#### Task instructions:
Rewrite the rows below with every "operator" changed to "dispatcher" and nothing else altered, leaving the pictures out of your answer.

#### Records supplied:

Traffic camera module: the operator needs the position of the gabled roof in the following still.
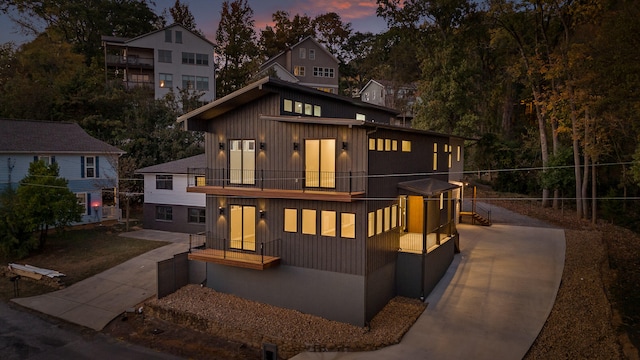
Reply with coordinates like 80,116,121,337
0,119,125,154
101,23,214,46
178,77,398,130
135,154,207,174
260,35,338,70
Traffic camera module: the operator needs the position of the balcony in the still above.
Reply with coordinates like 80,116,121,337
107,55,153,69
187,168,366,202
188,234,282,270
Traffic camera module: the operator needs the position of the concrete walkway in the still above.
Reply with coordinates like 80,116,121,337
293,224,566,360
11,230,189,331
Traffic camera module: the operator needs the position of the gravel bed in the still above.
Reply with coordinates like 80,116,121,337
145,285,427,358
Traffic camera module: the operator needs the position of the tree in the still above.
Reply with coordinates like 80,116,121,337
260,10,316,59
17,160,84,249
169,0,203,36
215,0,259,98
0,187,37,258
0,0,160,64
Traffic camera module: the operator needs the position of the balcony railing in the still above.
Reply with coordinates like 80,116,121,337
188,168,366,194
189,234,282,270
107,55,153,69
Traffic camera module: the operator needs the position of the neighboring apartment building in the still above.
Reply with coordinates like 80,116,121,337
135,154,206,234
260,36,340,94
178,77,464,326
0,119,124,224
102,24,216,103
358,80,418,127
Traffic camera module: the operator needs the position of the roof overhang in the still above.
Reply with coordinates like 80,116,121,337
398,178,460,196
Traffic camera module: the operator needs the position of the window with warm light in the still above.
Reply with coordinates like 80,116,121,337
302,209,316,235
229,205,256,251
320,210,336,236
284,209,298,232
367,211,376,237
305,139,336,188
229,140,256,184
340,213,356,239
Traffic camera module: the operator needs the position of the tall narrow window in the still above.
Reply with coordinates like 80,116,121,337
284,209,298,232
305,139,336,188
320,210,336,236
433,143,438,170
229,140,256,184
229,205,256,251
302,209,316,235
340,213,356,239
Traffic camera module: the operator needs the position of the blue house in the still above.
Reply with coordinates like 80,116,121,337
0,119,124,224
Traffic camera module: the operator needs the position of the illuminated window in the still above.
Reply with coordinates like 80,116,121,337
283,99,293,112
384,206,391,231
433,143,438,170
159,74,173,88
229,140,256,184
320,210,336,236
367,211,376,237
229,205,256,251
305,139,336,188
302,209,316,235
376,209,383,234
340,213,356,239
156,175,173,190
284,209,298,232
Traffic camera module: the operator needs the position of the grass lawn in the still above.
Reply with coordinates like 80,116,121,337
0,226,167,302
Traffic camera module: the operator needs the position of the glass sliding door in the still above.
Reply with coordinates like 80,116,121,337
305,139,336,188
229,205,256,251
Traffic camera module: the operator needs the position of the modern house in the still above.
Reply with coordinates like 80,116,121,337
358,80,418,127
135,154,206,234
0,119,124,224
178,77,464,326
260,36,340,94
102,24,216,103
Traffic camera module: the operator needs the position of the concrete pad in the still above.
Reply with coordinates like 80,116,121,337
293,224,566,360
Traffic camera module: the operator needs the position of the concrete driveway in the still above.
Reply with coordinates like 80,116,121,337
11,230,189,331
293,224,566,360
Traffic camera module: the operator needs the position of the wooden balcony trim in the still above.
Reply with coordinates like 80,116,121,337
188,249,280,270
187,186,364,202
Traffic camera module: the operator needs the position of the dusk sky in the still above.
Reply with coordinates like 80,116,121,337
0,0,386,44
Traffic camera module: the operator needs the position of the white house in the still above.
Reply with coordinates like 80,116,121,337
135,154,206,233
102,24,216,103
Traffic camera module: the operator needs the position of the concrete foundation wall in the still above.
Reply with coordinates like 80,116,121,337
207,263,366,326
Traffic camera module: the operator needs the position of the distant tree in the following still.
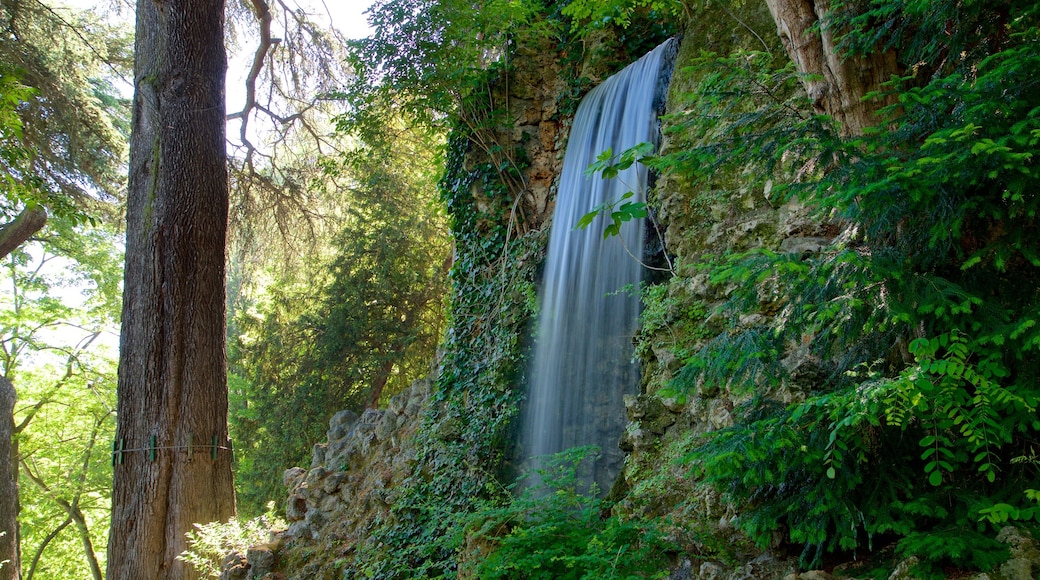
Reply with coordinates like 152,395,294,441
229,114,450,511
107,0,235,579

#### Correct answer:
Traffic camera module: the dispatcher needs the position of the gabled roof in the following still.
Reply with coordinates like 80,116,121,337
0,119,125,154
101,23,214,46
178,77,398,130
135,154,207,174
260,35,338,70
Traffic camera module: the dispatcher needs the position of the balcony in the still above.
Reply with coordinates like 80,116,121,337
107,55,153,69
187,168,366,202
188,234,282,270
Traffic camera module: the dispatcher needs the position of the concrete walkway in the still above.
Reply with coordinates like 80,116,121,337
293,224,566,360
11,230,189,331
Traffic camera module: the dispatcher needs the position of the gravel bed in the still above.
Reply with coordinates like 80,116,121,337
145,285,427,358
Traffic camera module: the dispatcher needs the position of the tree in the still above.
Reply with coordinates like 80,116,121,337
260,10,316,59
17,160,84,249
169,0,203,36
215,0,259,98
0,187,37,258
0,0,160,64
Traffic camera module: the dispatcher needs the position of the balcony railing in the still above.
Reply with coordinates like 80,116,121,337
188,168,366,194
189,234,282,270
107,55,153,69
Traffic camera module: the dispatcher needs the position of the neighboring apartment building in the still above.
Reply with coordinates like 80,116,121,337
135,154,206,234
260,36,340,94
178,77,464,326
0,119,124,224
102,24,216,103
358,80,418,127
Traffic camera module: the dispatcher needs the position of the roof overhang in the still above.
Reply with coordinates like 80,116,121,337
398,178,460,196
Traffic camera module: the dispatcher needs the position of the window with warm light in the still above.
Reply with coordinates like 80,116,121,337
302,209,316,235
229,205,256,251
320,210,336,236
284,209,298,232
367,211,376,237
305,139,336,188
229,140,256,184
340,213,356,239
Traffic camera module: the dispatcher needs the position of the tall narrow window in the still above.
Reply with coordinates like 80,116,121,337
284,209,298,232
305,139,336,188
320,210,336,236
433,143,438,170
229,140,256,184
229,205,256,251
302,209,316,235
340,213,356,239
Traffic camera module: the dispatcher needs the position of the blue house in the still above.
Reply with coordinates like 80,116,121,337
0,119,124,224
Traffic camera module: the dispatcher needs the position of the illuminated window in the still above.
Reply with coordinates like 80,116,121,337
283,99,293,112
384,206,391,231
433,143,438,170
159,74,173,88
229,140,256,184
320,210,336,236
367,211,376,237
229,205,256,251
305,139,336,188
302,209,316,235
376,209,383,234
340,213,356,239
156,175,173,190
284,209,298,232
Traffic camera module: the dispatcher needs the position of the grass lawn in the still above.
Reply with coordinates like 80,116,121,337
0,226,167,302
Traffic camera module: the dispatcher needs the position of the glass sliding door in the still above.
Reply with coordinates like 80,116,121,337
305,139,336,188
229,205,256,251
Traffic camera module: the dispatcher needs the position of the modern house in the still above.
Reply with coordinates like 80,116,121,337
358,80,418,127
135,154,206,234
0,119,124,224
178,77,464,326
260,36,340,94
102,24,216,103
Traffic camera module: the dispatcher needs the position of the concrete pad in the still above.
Reply with coordinates like 80,116,121,337
293,224,566,360
Traffic camera module: the dispatcher needs the position of the concrete driveway in the still above.
Reply with coordinates like 80,116,121,337
11,230,189,331
293,224,566,360
Traffic camera module: the dispatcher needs the position of the wooden balcony trim in the still above.
Reply with coordinates like 80,116,121,337
188,249,280,270
187,186,364,202
Traffic camera module: the dispatcher needs the position of the dusk sky in the still above.
Reply with coordinates like 80,116,121,337
0,0,386,44
Traffic camera module: the dispatcher needs the position of the white house in the still above.
Reply with coordinates like 80,116,121,337
135,154,206,233
102,24,216,103
Traffic camera module: the dispatcher needs the position of the concrete foundation wall in the still above.
Reply with coordinates like 80,116,121,337
207,263,366,326
Traffic camera module: the dispatcher needs the position of the distant tree in the following still.
Reply with coordinates like 152,395,294,441
229,114,450,511
107,0,235,579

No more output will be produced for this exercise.